Restate the material below word for word, from its first line to its last.

■ ■ ■ ■ ■

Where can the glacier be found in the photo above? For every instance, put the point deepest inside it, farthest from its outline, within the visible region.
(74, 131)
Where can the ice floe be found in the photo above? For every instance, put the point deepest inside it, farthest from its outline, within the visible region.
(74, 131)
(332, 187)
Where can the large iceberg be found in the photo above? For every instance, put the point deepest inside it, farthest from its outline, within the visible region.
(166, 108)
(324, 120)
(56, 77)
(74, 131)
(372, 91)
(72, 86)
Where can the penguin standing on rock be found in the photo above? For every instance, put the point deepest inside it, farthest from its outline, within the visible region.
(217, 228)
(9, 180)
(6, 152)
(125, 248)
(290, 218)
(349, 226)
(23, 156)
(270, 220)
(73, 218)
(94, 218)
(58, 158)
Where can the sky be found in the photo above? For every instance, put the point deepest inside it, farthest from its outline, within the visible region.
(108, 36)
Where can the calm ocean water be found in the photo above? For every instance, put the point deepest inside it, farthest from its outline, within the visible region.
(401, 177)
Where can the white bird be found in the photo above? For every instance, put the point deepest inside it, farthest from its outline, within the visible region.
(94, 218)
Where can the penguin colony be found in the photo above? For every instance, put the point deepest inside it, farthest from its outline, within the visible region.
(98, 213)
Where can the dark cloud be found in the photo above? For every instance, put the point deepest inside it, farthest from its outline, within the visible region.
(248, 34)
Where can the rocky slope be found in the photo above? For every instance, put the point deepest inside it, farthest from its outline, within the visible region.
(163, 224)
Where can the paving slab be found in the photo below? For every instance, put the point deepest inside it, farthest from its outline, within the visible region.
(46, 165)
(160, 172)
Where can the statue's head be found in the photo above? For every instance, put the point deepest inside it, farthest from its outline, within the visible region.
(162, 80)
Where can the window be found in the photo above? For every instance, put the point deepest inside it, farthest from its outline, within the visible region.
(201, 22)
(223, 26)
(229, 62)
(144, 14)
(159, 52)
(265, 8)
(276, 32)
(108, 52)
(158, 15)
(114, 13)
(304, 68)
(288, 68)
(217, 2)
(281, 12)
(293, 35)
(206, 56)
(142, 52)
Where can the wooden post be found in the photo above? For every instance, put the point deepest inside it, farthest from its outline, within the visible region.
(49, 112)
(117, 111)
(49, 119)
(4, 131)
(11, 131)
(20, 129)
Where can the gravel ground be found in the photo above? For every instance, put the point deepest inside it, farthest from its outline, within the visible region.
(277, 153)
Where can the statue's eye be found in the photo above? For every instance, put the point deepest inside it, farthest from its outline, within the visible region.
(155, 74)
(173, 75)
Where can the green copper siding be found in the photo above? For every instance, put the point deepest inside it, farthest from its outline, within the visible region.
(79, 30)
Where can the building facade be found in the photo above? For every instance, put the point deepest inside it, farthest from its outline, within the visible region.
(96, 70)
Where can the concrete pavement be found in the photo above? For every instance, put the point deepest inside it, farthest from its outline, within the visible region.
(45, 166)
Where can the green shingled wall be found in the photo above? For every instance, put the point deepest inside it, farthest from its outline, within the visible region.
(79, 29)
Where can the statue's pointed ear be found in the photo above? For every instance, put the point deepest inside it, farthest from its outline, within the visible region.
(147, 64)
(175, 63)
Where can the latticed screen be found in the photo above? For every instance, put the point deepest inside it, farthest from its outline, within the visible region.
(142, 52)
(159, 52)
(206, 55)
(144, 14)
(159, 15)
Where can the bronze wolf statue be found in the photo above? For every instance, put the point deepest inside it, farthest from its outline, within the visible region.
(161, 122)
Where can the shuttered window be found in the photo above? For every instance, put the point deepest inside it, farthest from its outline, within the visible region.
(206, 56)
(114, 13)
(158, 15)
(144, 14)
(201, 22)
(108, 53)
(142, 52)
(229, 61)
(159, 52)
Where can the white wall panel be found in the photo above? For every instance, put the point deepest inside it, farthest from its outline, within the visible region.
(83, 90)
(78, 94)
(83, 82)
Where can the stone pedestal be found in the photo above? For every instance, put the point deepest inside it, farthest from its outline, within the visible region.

■ ■ ■ ■ ■

## Solution for this task
Where can the glacier be found in the photo above? For every instance, put the point deepest inside it, farthest from its outline, within the visible region.
(74, 131)
Where can the ice floe be found in the photo above? For every instance, put the point deepest inside it, farthest from its outline, within the visible region.
(74, 131)
(332, 187)
Where can the large iceberg be found in the photo above? For every instance, put the point deepest inside it, farthest from its outline, within the visible region.
(166, 108)
(324, 120)
(56, 77)
(74, 131)
(372, 91)
(72, 86)
Where can the penguin standing on rock be found in the photo above? For every instance, put the point deepest inside it, farthest from its outline, within the visible region.
(217, 228)
(9, 180)
(6, 152)
(125, 248)
(290, 218)
(349, 226)
(23, 156)
(270, 220)
(73, 218)
(94, 218)
(58, 158)
Where can the sky be found in the photo above? For every instance, put the point deepest inside it, farthest from its outline, within the visible region.
(108, 36)
Where can the calm ocean water be found in the photo above? For every instance, put the point deepest inside it, farthest from its outline, within the visible region.
(401, 177)
Where can the white bird be found in the photo above? For every instance, put the point deepest inside it, farthest from its outline, within the visible region.
(94, 218)
Where can the penguin colony be found in the photo above? For every instance, put the point deepest inside it, farthest from its outline, within the visible region.
(98, 213)
Where can the dark cloud be found in the photo above? For every instance, put the point deepest inside it, farthest from its outline, within the visible region.
(248, 34)
Where can the rocky slope be found in the photo above? For every instance, put the point deepest inside it, farthest from its outline, within the visible region.
(163, 224)
Where can the paving slab be found in the photo below? For every instance, put the point deepest inside it, farthest from its outline, within the visible region.
(46, 165)
(160, 172)
Where can the statue's head be found in the photo above? For every instance, put the point deepest inside it, farthest from its outline, within the visible region.
(162, 80)
Where can the window be found in the photo above? For every instance, put the point deepest inside it, farthest from its outline, within the visible region.
(201, 22)
(223, 26)
(229, 62)
(144, 14)
(159, 52)
(265, 8)
(276, 32)
(108, 52)
(158, 15)
(114, 13)
(304, 68)
(288, 68)
(217, 2)
(281, 12)
(293, 35)
(206, 56)
(142, 52)
Where can the wooden post be found in the photo above? For every instance, put the point deepest inside it, farthest from its outline, within the visible region.
(49, 112)
(117, 111)
(49, 119)
(4, 131)
(11, 131)
(20, 129)
Where can the gravel ground be found in the photo above? For every instance, put the point deepest inside it, farthest from its outline, within the visible region.
(277, 153)
Where can the statue's eye be found in the photo above? For every instance, put the point deepest inside it, farthest from its outline, within the visible region.
(155, 74)
(173, 75)
Where can the green copper siding be found in the photo above? For every instance, put the point deepest inside it, farthest from its outline, within the visible region.
(79, 30)
Where can the building facade be found in the photo above? For every instance, put the point deepest inside it, farthest from its outline, within the visible region.
(96, 70)
Where can the concrete pavement be found in the photo above? For every instance, put the point deepest inside it, farthest from its outline, within the visible region.
(45, 166)
Where can the green shingled wall be found in the photo above? For every instance, put the point deepest inside it, farthest from its outline, within the visible region.
(79, 29)
Where can the statue's pointed ear be found in the photo above? For every instance, put the point deepest inside it, farthest from its outline, within the visible region.
(147, 64)
(175, 63)
Where can the latticed screen be found in the photo above? For every instance, put the point deepest inside it, farthest from its outline, within the visible region.
(142, 52)
(159, 52)
(206, 55)
(144, 14)
(159, 15)
Where can the bronze wolf statue be found in the photo above? For every instance, put the point deepest inside it, farthest from its outline, within the visible region.
(161, 122)
Where can the shuttered window be found in the photo above? For every instance, put the point deepest inside it, farthest from its outline, within the visible region.
(206, 56)
(114, 13)
(158, 15)
(144, 14)
(201, 22)
(108, 53)
(142, 52)
(229, 61)
(159, 52)
Where can the white wall panel be found in the photo above? For every instance, put the point deepest inside it, farthest from its outline, within the visible region.
(83, 90)
(78, 94)
(83, 82)
Where can the stone pedestal be found in the photo above? For every instance, put the point deepest inside it, farthest from its outline, within the visible region.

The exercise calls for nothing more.